Consigne: Poursuivez l'extrait sur l'évolution de la recherche en sciences sociales au Québec en enchaînant directement après sa dernière phrase.

Extrait proposé:
• • • • •

En soi, le Québec n’est pas unique : il suit la tendance internationale. Et bien que le livre ne couvre que les sciences sociales, on devine une évolution similaire (plus accentuée?) du côté des sciences naturelles.

Il en résulte, pour les étudiants d’aujourd’hui, une pression accrue pour produire, et produire d’une façon plus « orientée », plus « ciblée » que leurs prédécesseurs. « Il faut qu’ils aillent au gré des organismes subventionnaires, au gré des attentes institutionnelles », juge une des intervenantes de Mme Lajoie.

• • • • •

(Enregistrements extraits)
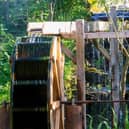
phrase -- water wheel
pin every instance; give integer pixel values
(37, 84)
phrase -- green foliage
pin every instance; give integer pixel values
(101, 125)
(127, 118)
(38, 10)
(6, 45)
(105, 124)
(71, 10)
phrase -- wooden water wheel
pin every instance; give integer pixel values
(37, 84)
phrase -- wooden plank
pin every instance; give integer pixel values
(80, 59)
(68, 53)
(102, 35)
(114, 47)
(102, 50)
(52, 28)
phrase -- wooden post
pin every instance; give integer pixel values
(80, 57)
(114, 47)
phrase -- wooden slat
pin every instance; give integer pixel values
(102, 35)
(80, 58)
(54, 105)
(68, 53)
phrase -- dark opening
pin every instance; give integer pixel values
(30, 120)
(29, 96)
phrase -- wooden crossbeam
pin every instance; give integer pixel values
(52, 28)
(68, 30)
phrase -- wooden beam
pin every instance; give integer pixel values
(68, 53)
(115, 77)
(80, 58)
(102, 35)
(52, 28)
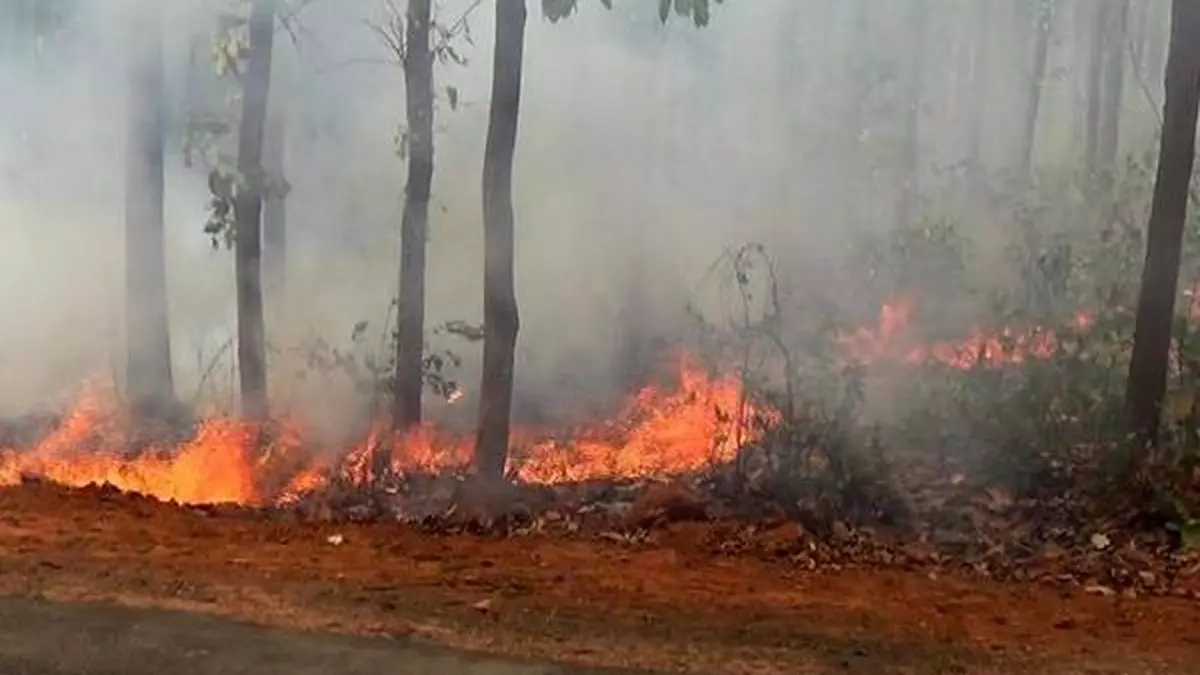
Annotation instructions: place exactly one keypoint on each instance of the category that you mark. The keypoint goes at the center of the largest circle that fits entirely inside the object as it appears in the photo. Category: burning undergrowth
(712, 458)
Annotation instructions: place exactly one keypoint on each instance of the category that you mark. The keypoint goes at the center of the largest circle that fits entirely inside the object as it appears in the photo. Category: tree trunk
(415, 223)
(1045, 17)
(910, 151)
(151, 390)
(1095, 84)
(1114, 93)
(249, 211)
(275, 211)
(501, 318)
(979, 88)
(1159, 278)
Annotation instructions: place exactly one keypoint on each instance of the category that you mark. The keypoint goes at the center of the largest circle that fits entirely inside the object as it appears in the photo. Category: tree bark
(1114, 91)
(910, 151)
(249, 211)
(148, 374)
(275, 211)
(1045, 17)
(501, 318)
(979, 78)
(1095, 88)
(409, 375)
(1159, 279)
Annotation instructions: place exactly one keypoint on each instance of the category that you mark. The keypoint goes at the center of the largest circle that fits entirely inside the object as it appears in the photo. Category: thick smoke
(645, 151)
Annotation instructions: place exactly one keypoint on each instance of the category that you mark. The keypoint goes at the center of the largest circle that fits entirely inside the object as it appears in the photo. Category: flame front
(658, 432)
(891, 339)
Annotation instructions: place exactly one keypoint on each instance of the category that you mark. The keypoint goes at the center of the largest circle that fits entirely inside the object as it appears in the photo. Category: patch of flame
(660, 431)
(891, 339)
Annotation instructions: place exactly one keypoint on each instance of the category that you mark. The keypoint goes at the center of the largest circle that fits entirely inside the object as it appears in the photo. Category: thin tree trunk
(249, 211)
(910, 161)
(275, 211)
(859, 89)
(415, 223)
(1159, 279)
(1114, 93)
(979, 78)
(501, 318)
(1045, 17)
(148, 365)
(1095, 84)
(1158, 45)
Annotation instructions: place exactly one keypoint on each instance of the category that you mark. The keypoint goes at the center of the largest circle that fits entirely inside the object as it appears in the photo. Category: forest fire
(891, 339)
(659, 432)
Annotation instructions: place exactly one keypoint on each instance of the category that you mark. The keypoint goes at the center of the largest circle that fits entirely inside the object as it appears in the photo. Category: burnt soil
(666, 604)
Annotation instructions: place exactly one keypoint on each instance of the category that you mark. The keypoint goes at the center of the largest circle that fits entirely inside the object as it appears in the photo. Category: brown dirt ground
(673, 607)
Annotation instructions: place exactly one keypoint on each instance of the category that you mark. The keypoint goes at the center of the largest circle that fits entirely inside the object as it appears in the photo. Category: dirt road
(40, 638)
(670, 607)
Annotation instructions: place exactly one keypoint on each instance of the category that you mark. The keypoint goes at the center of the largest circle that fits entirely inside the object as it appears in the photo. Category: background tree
(910, 142)
(1116, 55)
(249, 210)
(275, 205)
(148, 363)
(418, 61)
(1044, 21)
(1159, 278)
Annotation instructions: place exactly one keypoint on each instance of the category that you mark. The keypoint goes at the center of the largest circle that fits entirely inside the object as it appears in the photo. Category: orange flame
(658, 432)
(891, 339)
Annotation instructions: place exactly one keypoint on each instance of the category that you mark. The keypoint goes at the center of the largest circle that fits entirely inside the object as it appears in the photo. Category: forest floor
(669, 605)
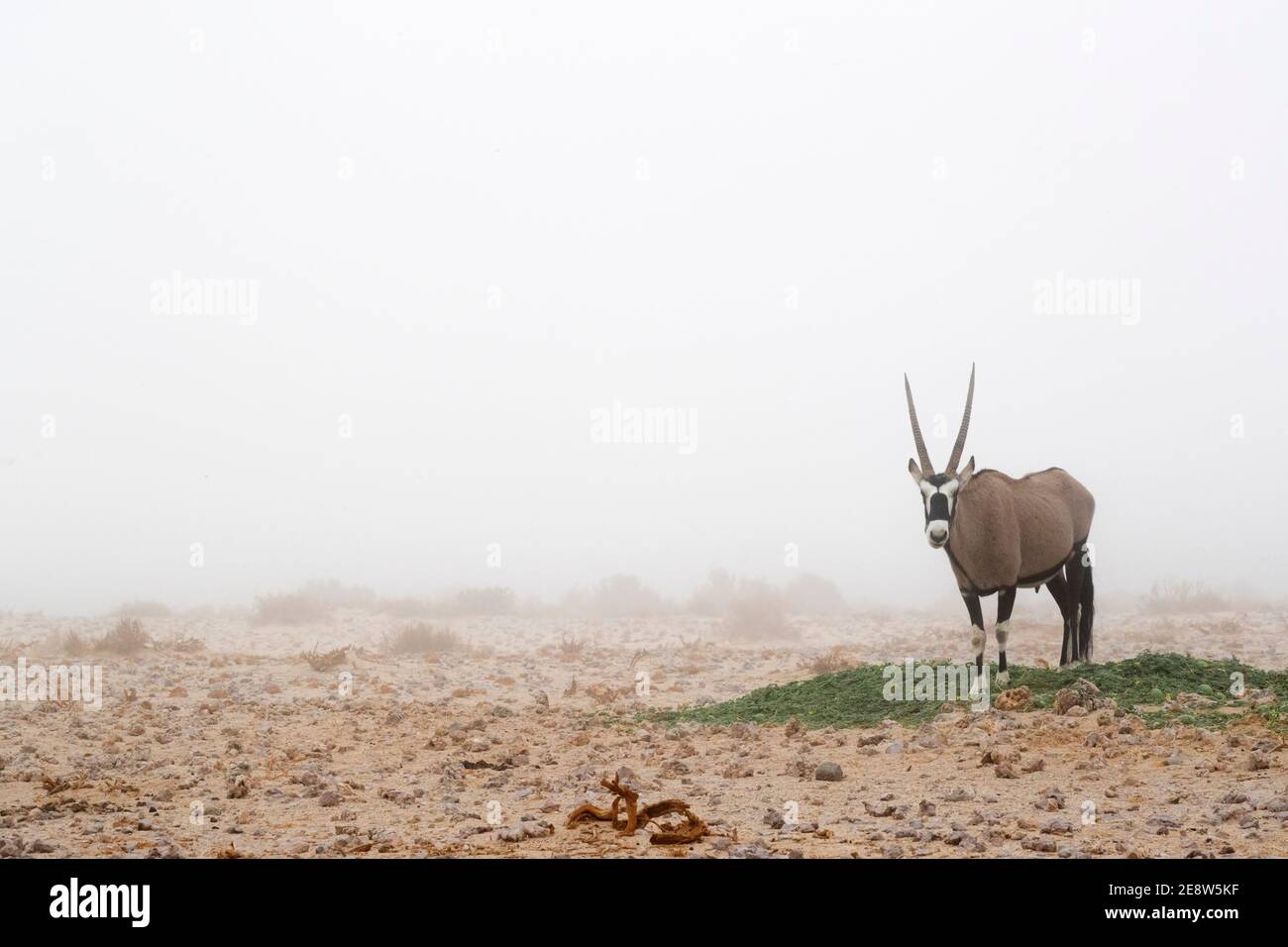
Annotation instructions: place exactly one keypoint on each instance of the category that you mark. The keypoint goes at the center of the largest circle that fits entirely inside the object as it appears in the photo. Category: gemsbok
(1003, 535)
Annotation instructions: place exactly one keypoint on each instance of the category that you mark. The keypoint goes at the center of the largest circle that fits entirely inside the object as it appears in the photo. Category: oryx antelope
(1003, 535)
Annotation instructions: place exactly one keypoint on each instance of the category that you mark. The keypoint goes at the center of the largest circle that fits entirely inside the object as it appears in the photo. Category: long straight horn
(961, 434)
(927, 470)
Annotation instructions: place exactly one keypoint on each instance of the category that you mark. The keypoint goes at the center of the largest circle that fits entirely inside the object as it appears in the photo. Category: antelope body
(1004, 534)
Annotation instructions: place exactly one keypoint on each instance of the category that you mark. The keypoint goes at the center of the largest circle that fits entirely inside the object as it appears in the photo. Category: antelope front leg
(977, 629)
(1005, 603)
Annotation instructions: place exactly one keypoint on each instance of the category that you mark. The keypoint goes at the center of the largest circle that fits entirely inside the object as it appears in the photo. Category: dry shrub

• • • • •

Réponse à l'exercice:
C’est normal qu’il y ait des subventions orientées, nuance un autre. « On ne peut pas travailler dans une bulle tout à fait indépendante. » Mais où tracer la ligne? Les sciences sociales, en effet, ne sont pas exemptes du vieux débat des sciences entre recherches appliquées et théoriques. En sciences sociales aussi, certaines disciplines plus que d’autres, il y a une pression pour privilégier des recherches dont on pourrait démontrer l’utilité sociale.

Des solutions? Pallier au sous-financement des universités, écrit Andrée Lajoie en conclusion. Affecter au moins la moitié des subventions à la recherche libre. Sinon? Encore plus de bourses orientées suivant l’humeur du moment...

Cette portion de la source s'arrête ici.